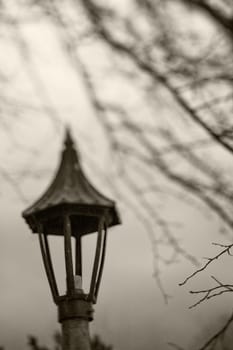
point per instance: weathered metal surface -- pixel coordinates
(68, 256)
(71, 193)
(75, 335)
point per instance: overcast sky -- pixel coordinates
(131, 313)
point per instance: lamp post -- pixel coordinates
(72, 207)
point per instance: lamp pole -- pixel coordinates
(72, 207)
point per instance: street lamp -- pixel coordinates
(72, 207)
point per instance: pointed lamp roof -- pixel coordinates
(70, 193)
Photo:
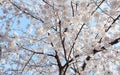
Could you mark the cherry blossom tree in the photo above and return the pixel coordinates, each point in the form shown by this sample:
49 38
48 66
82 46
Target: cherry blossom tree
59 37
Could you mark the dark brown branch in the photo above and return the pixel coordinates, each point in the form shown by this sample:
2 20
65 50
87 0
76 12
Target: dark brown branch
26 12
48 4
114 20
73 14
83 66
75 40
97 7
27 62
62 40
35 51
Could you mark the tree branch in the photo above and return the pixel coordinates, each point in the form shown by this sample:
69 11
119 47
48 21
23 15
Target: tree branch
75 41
----------------------------------------
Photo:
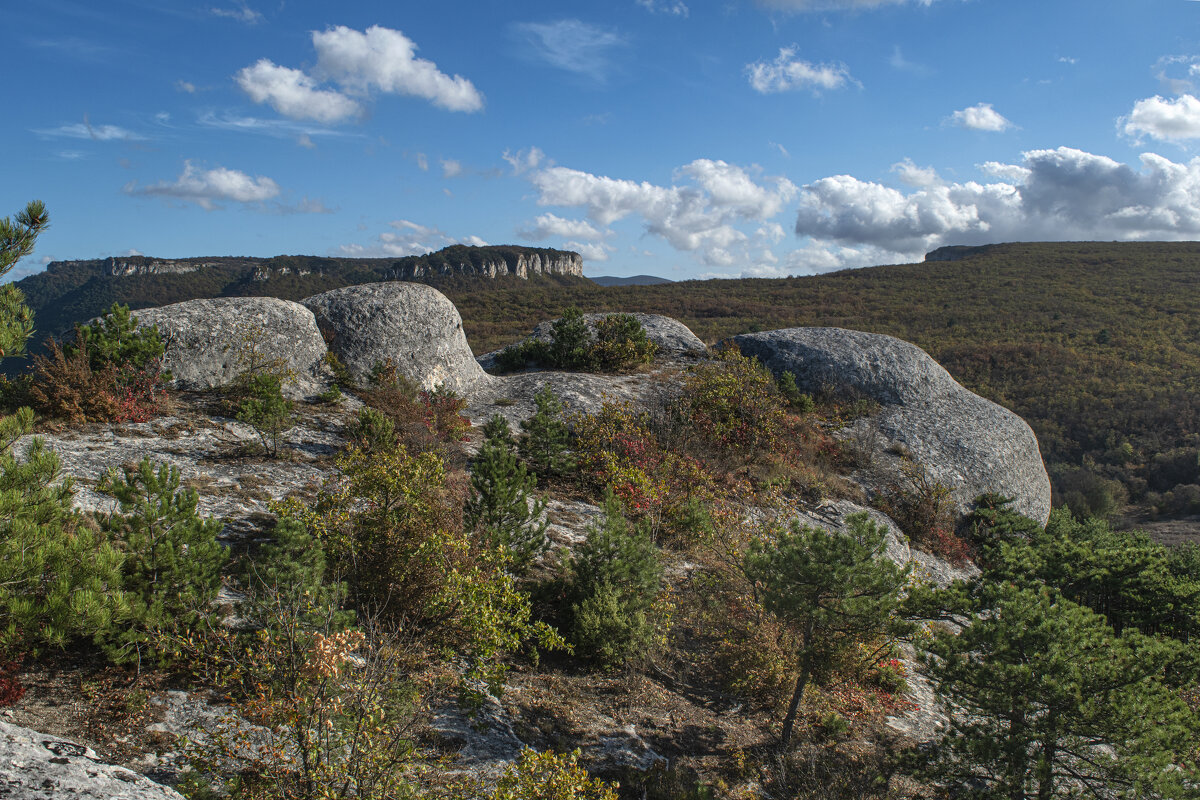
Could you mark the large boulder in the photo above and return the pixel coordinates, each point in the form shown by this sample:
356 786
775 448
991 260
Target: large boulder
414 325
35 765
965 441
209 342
----------------------------------------
# Work instruction:
How many lines in the listing above have the word "mark" in them? Count them and give the number alone.

# Result of the task:
4